[Data section]:
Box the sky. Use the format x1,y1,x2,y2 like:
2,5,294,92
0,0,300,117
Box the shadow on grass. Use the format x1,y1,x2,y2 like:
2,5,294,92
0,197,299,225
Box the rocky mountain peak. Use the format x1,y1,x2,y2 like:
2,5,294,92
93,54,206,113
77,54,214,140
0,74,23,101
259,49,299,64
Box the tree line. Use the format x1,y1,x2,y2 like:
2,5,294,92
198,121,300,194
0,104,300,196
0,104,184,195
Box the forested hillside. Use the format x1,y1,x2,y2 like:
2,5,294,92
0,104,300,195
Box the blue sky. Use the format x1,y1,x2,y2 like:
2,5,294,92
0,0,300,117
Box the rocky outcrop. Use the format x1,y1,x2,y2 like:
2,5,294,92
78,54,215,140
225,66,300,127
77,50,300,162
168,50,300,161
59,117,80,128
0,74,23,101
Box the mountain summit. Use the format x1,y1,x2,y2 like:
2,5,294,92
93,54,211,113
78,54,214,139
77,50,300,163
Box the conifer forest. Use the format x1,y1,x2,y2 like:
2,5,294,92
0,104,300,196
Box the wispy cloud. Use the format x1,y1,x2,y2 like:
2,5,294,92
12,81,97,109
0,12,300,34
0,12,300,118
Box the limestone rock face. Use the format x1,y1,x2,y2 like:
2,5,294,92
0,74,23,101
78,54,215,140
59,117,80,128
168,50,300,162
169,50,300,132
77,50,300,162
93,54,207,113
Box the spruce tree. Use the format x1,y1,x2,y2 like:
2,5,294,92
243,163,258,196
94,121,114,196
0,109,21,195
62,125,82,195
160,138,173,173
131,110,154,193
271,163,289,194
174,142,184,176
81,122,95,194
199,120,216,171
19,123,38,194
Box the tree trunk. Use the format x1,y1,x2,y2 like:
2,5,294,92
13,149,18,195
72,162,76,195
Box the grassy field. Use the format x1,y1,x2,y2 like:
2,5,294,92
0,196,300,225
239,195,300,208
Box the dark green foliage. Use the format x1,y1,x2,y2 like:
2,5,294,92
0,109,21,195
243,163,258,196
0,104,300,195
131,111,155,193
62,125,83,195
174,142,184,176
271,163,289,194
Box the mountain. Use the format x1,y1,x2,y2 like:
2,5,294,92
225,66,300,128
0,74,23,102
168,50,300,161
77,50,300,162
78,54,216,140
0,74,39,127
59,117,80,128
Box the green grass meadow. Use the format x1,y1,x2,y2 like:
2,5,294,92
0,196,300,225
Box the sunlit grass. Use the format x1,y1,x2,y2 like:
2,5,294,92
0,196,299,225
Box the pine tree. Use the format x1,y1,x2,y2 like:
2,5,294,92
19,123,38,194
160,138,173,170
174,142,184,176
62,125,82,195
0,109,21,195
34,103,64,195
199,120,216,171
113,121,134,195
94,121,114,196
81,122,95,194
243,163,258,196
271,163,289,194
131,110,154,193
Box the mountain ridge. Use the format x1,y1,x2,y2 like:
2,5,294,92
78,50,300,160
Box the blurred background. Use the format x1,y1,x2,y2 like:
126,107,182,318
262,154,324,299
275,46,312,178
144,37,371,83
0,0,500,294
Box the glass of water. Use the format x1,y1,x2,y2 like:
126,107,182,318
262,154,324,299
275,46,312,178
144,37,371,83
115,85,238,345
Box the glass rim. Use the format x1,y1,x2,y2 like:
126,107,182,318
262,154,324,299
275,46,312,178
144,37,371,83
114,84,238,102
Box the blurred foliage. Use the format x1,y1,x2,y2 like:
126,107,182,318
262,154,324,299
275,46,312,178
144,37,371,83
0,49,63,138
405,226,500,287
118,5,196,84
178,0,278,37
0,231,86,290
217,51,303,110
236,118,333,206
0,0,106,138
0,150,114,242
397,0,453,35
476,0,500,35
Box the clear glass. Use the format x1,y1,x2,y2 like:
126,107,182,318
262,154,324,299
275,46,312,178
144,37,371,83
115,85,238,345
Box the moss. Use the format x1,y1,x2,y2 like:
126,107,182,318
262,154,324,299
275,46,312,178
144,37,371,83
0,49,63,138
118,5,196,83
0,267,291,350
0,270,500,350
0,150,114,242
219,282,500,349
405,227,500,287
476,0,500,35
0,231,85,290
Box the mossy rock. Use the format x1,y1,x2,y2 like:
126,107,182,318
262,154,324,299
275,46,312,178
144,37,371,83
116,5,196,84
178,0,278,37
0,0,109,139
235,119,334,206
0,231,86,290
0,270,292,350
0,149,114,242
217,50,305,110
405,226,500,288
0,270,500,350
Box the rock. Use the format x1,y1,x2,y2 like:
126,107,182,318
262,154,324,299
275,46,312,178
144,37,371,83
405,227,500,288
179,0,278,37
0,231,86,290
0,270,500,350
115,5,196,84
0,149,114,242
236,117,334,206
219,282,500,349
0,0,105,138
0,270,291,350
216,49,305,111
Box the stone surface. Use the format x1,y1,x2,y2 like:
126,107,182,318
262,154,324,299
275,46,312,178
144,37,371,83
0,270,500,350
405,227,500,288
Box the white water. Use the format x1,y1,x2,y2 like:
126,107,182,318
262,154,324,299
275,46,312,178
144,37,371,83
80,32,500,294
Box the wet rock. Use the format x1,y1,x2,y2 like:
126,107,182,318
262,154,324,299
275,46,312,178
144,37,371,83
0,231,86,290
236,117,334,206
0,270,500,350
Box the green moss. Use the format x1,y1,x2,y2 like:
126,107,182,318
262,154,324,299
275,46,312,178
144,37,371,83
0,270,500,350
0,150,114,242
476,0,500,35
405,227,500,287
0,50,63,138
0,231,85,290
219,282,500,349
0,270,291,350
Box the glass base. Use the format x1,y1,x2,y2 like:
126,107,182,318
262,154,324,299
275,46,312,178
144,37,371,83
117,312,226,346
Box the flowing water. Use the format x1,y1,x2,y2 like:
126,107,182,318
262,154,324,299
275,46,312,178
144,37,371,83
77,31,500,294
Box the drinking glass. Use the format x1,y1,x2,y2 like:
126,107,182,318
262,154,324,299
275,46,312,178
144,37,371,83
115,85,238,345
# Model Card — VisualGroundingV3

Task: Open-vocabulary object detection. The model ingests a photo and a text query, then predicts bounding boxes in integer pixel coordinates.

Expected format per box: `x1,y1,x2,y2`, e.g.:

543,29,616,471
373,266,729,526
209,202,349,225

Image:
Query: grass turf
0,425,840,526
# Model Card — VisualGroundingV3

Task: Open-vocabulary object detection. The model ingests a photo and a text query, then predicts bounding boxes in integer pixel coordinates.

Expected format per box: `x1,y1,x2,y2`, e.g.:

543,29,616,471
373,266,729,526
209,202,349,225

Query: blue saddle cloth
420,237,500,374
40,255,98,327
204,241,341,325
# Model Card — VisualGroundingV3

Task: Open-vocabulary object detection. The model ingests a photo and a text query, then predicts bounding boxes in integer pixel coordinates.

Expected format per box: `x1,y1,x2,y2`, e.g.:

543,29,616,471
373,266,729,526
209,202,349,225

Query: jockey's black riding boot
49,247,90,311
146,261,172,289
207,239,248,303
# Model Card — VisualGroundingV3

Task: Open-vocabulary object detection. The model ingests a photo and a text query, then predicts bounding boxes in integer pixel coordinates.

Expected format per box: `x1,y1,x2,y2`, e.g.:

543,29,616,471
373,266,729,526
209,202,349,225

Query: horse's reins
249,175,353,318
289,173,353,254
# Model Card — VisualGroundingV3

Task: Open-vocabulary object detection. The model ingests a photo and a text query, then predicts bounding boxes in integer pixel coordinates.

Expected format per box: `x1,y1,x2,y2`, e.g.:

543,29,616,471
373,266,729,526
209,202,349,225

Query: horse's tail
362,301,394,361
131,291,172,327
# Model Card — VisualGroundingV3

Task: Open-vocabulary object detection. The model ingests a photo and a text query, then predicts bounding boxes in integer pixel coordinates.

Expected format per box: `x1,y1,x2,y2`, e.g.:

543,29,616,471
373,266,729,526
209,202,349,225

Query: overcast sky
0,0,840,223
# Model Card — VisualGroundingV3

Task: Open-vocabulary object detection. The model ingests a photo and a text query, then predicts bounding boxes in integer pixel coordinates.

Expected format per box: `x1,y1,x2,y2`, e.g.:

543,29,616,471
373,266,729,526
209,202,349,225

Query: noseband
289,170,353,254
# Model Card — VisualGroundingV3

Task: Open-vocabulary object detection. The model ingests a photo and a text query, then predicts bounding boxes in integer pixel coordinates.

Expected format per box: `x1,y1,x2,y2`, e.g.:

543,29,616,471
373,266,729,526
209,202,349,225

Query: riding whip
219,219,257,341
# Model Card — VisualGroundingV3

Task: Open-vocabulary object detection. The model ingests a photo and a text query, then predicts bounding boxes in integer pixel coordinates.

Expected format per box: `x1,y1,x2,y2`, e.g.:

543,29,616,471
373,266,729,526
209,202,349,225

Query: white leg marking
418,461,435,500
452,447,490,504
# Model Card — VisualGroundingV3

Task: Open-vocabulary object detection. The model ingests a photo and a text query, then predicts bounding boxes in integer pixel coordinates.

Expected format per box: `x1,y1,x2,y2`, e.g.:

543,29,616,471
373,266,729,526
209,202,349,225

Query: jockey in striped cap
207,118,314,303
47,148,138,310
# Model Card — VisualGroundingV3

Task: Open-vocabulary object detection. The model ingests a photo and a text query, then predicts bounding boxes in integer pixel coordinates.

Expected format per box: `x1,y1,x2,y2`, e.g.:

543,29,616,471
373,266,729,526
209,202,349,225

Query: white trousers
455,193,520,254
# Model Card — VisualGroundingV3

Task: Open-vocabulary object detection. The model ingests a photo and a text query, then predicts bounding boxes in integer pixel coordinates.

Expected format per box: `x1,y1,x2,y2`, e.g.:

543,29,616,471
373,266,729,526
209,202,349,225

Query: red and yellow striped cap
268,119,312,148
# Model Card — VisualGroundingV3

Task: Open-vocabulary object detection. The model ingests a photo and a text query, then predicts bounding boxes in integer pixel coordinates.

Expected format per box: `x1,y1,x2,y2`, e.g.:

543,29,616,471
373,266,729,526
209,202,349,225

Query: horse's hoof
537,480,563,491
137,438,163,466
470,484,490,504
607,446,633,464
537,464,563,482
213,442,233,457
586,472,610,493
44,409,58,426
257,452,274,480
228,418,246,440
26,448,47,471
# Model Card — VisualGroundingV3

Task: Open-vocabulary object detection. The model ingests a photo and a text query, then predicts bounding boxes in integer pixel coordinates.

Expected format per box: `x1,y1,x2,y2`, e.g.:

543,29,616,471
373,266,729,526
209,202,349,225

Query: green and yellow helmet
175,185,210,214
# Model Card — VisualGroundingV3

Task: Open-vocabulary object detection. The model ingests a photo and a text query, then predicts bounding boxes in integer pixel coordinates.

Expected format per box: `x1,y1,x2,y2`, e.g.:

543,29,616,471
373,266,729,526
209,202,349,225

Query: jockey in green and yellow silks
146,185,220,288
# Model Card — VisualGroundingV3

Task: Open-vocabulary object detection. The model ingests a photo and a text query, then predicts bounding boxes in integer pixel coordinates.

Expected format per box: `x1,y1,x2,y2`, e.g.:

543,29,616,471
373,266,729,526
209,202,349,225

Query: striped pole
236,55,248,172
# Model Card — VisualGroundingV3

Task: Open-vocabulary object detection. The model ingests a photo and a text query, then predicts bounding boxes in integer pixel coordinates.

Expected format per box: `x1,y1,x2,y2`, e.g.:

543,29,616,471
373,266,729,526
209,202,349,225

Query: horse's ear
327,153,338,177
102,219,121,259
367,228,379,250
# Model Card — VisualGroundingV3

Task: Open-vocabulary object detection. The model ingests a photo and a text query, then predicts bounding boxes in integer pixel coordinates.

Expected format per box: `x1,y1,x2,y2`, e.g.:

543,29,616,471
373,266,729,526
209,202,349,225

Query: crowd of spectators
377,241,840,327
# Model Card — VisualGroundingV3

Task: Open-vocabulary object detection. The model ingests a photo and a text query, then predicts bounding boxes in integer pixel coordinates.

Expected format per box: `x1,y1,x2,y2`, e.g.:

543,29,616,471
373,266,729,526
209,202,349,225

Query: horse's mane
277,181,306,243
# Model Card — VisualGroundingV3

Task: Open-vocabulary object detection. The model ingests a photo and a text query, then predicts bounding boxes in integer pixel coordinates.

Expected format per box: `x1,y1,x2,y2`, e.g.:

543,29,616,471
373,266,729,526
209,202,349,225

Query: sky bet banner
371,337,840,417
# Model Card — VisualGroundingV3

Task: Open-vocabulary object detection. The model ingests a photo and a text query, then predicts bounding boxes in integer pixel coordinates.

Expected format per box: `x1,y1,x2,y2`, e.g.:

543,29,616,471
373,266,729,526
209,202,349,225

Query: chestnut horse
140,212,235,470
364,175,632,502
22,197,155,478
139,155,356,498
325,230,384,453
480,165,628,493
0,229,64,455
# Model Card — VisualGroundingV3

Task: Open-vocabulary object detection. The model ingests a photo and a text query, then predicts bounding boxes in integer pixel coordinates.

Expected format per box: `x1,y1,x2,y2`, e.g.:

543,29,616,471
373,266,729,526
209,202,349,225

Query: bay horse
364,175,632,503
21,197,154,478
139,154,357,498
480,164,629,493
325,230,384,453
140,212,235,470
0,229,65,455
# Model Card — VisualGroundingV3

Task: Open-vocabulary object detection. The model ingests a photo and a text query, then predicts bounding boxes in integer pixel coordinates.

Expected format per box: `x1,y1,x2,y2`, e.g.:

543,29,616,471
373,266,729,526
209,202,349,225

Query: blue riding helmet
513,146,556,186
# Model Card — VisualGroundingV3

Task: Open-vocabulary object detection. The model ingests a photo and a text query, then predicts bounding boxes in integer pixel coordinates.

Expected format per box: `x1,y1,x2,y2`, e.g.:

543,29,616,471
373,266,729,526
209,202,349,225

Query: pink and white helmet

[What you need to do]: Please turn the part of the records above that opens with the line containing "Box the pine" and closes with the line containing "78,50,300,160", both of those lines included, into a JSON list of strings with one string per line and blank lines left out.

[Task result]:
[
  "Box the pine tree. Use the format x1,y1,x2,y2 like:",
  "2,5,294,92",
  "19,123,38,194",
  "160,138,173,170",
  "174,142,184,176",
  "62,125,82,195",
  "0,109,21,195",
  "34,103,64,195",
  "199,120,216,171",
  "113,121,134,195",
  "94,121,114,196",
  "81,122,95,194",
  "243,163,258,196",
  "271,163,289,194",
  "131,110,154,193",
  "Box the mountain ridge. Use the format x1,y1,x2,y2 like:",
  "2,5,294,92",
  "78,50,300,160"
]